§ **PROVIDED PASSAGE**:
>> START
Thanks Derrel! There is a Nikkor 300mm f/4.5 ED-IF for $249 buy now... I may just do that. I have been still debating on the Sigma lenses only because I can get it for Minolta which will allow AF with the Sony adapter. So far I have been doing okay with MF though.


----------



## thercman (Nov 20, 2011)

Took this with my Nikon 200mm f/4 AI-s. 

edit: can't get the image to load


----------



## thereyougo! (Nov 20, 2011)

thercman said:


> Took this with my Nikon 200mm f/4 AI-s. edit: can't get the image to load


The attachment feature doesn't work on the forum you'll need to upload to Flickr or photobucket. As the Sony is APS-C you'll get a bit of extra reach.


----------



## Overread (Nov 20, 2011)
>> END
§ **DATA**:
>> START
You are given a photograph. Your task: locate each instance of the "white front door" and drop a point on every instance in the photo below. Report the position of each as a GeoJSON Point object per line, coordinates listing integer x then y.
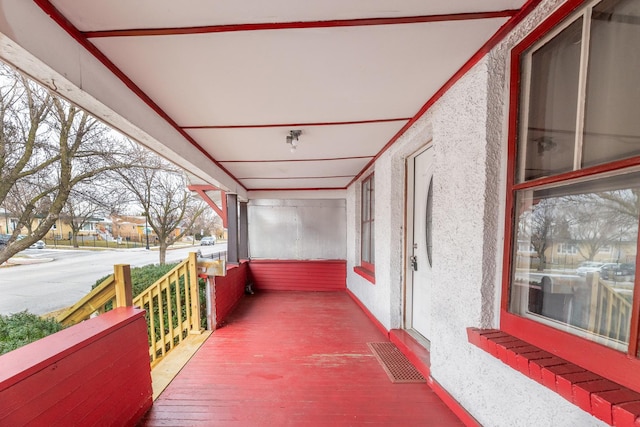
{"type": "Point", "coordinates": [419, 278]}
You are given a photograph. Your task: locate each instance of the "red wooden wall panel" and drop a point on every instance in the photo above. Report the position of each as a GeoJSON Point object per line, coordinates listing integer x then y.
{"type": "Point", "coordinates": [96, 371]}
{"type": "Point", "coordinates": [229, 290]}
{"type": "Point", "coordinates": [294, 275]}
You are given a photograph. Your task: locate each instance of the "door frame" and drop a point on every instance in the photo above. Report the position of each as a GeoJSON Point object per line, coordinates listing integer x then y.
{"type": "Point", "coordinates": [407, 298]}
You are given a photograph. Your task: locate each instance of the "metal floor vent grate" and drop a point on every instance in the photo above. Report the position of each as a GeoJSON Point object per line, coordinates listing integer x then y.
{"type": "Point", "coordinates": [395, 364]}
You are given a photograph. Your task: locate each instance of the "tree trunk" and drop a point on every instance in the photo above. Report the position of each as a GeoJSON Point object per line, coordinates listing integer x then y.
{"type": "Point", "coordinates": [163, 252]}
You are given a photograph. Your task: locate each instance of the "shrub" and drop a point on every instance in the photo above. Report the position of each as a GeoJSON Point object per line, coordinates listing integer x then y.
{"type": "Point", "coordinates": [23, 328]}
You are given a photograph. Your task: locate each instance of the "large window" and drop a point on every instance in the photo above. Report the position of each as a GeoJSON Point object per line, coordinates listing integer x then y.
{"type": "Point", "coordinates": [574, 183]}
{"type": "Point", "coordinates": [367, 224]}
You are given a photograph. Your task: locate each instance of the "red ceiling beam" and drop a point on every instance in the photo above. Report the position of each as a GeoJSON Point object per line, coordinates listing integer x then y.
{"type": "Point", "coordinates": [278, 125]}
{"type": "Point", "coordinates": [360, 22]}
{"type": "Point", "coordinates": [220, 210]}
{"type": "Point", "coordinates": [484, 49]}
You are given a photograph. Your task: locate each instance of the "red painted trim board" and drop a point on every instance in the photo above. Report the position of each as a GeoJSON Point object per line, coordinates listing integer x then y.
>> END
>> START
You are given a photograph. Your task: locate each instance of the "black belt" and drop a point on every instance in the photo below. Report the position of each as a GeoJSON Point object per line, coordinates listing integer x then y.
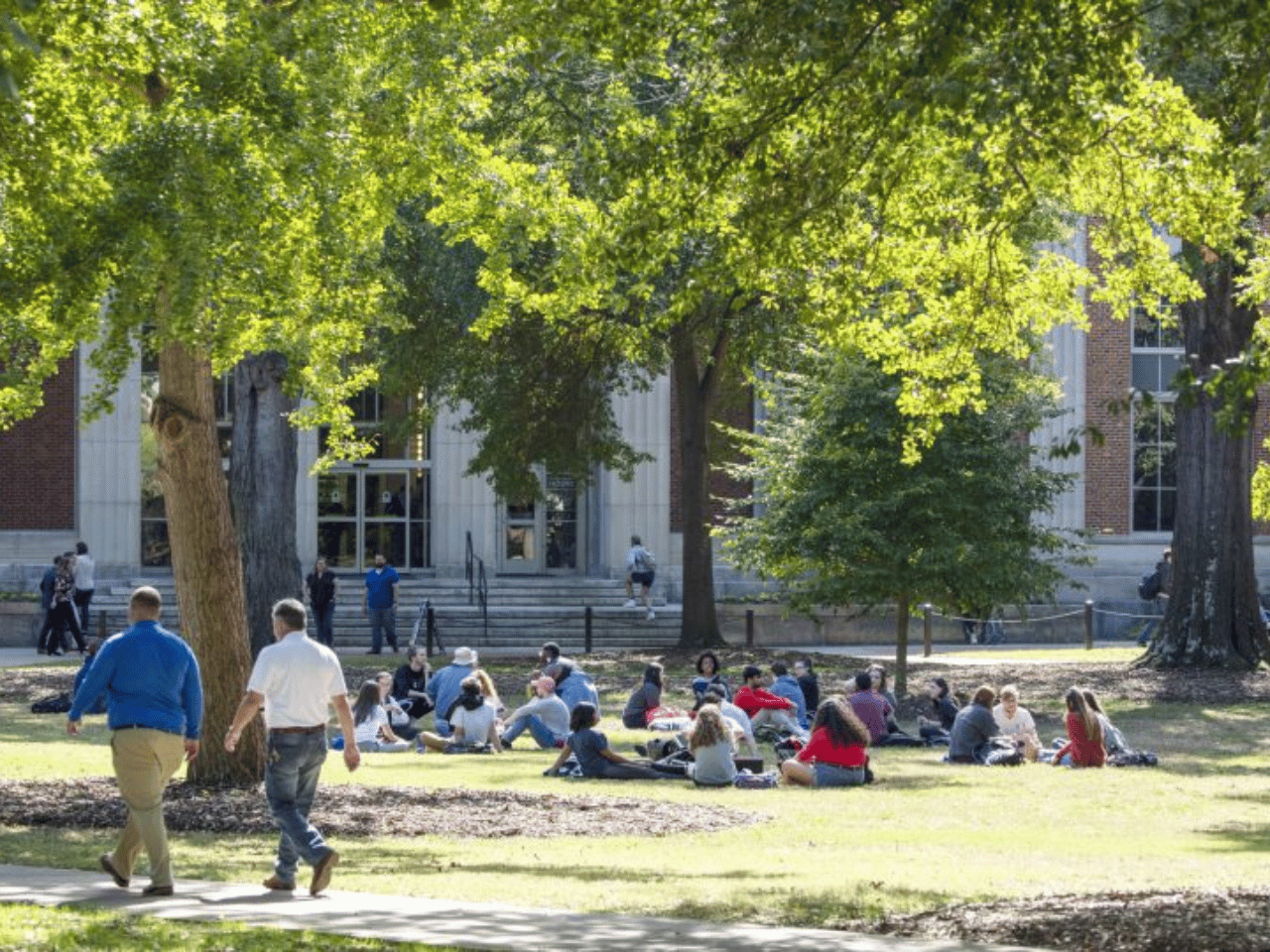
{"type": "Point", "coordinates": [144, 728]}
>> END
§ **TASK REQUIREMENTS**:
**A.** According to the lens forum thread, what is the buy-now price of the Nikkor 300mm f/4.5 ED-IF?
**B.** In the lens forum thread, why is the first poster still considering the Sigma lenses?
**C.** Extend the lens forum thread from the point where it stops.

§ **ANSWER LIST**:
**A.** $249

**B.** The poster can get the Sigma lenses in a Minolta version. With the Sony adapter, that version allows autofocus.

**C.**
The attach button indeed does not work, however the site gallery does function and is open to all members. 
Details of posting photos to the site can be found here: http://www.thephotoforum.com/forum/...forum-functions-pictoral-guide-using-tpf.html


----------



## dxqcanada (Nov 20, 2011)

The Nikon 300mm f/4.5 ED-IF will get you better images than the Sigma AF 400mm f/5.6 ... especially if the Sigma is not APO.
The Sigma 400mm f/5.6 APO is an OK lens ... it is a budget telephoto.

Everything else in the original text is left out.